In the text on mastering emotions, what does Barrett call the simplest way to master your emotions in the moment?

>> BEGIN TEXT PASSAGE

How to Master Your Emotions

As architects of our experiences, we need not be at the mercy of our emotions.

Pop Paul-Catalin/Shutterstock
Source: Pop Paul-Catalin/Shutterstock

In her new book How Emotions Are Made: The Secret Life of the Brain, psychologist Lisa Feldman Barrett makes a compelling case about the constructed theory of emotions. Unlike the classical theory positing that emotions are built-in reactions triggered by the environment, Barrett claims that emotions do not happen to us without our volition. Rather, we construct our emotions by making meaning of sensations and making predictions using our past experiences and our collection of concepts. Thus, as “architects of our experiences," we need not be at the mercy of our emotions — rather, we can learn to master them.

Here are seven suggestions from Barrett to help you do just that:

1. Keep your body budget in good shape.

Mastering your emotions begins with maintaining a balanced body budget. It’s advice we have all heard before — eat healthfully, exercise regularly, get enough sleep — but science is consistent about it being a prerequisite for a healthy emotional life.

The simplest way to master your emotions in the moment is to move your body, Barrett writes. Animals, for instance, regularly get back into balance through movement. A simple walk (in nature) can decrease rumination and reduce neural activity in the subgenual prefrontal cortex, thus improving mental well-being. “Moving your body can change your predictions and therefore your experience,” Barrett writes (p. 187).

In addition to the basics of nutrition, sleep, and exercise, building a healthy body budget is possible through many other means. These include massages, yoga, spending time in nature, and reading. Literature invites us to get involved in someone else’s narrative, temporarily getting us out of our own ruminations. Meditation offers a chance to practice observing and experiencing emotions and then, without judgment, releasing them. Gratitude, positive social contact, and giving are also considered body budget-boosting exercises. Barrett suggests making use of them all by setting up regular lunch dates with a friend and taking turns treating each other.

CC0/Pixabay/Marianna Pogosyan
Source: CC0/Pixabay/Marianna Pogosyan

2. Cultivate emotional intelligence.

>> END TEXT PASSAGE
>> BEGIN MATERIAL

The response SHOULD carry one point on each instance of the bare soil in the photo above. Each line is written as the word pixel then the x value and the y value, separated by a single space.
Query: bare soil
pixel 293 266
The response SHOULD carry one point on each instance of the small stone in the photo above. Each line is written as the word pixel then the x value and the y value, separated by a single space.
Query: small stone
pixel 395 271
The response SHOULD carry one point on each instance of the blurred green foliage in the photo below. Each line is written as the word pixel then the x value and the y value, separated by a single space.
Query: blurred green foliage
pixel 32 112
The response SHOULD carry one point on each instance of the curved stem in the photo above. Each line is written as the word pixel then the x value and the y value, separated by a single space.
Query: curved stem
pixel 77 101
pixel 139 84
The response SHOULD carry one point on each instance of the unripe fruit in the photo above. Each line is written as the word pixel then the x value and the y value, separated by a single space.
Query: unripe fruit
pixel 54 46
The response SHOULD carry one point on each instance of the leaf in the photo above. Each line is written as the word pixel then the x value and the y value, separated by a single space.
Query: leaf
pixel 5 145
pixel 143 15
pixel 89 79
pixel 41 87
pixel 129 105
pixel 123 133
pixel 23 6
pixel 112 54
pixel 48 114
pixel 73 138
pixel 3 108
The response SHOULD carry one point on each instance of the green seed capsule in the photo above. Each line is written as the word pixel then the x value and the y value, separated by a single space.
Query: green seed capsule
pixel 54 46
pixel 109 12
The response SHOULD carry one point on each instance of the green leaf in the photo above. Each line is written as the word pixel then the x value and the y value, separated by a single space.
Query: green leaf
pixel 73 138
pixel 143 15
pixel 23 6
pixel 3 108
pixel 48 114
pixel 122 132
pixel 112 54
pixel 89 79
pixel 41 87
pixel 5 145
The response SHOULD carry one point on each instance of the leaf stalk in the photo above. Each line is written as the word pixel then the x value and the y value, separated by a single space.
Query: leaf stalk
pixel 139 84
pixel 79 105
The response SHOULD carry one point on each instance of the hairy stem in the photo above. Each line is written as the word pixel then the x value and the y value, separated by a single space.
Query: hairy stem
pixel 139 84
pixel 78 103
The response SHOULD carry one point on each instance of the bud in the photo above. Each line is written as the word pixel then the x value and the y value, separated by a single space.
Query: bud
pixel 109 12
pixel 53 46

>> END MATERIAL

* [ANSWER IN FULL]:
Moving your body.